= Task instructions =
Gather every line of the entries below that contains the word "hair", and copy each such line in full.

::::::

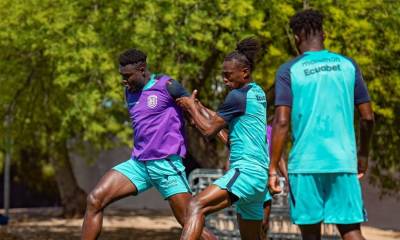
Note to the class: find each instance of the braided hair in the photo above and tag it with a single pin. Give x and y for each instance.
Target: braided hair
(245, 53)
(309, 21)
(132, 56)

::::::

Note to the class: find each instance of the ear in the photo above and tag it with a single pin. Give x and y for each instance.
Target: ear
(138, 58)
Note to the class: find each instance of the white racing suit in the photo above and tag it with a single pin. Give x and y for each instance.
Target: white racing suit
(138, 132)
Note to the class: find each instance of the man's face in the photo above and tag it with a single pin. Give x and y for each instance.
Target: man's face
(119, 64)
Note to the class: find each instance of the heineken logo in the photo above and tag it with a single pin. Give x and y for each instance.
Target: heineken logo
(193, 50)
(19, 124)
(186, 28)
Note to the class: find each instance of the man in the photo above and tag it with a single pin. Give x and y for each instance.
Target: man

::::::

= Task answer =
Note to the class: find each instance of the braided hair in the photo above and tag it with a single pin. Give x and y for each instance.
Target: braided hair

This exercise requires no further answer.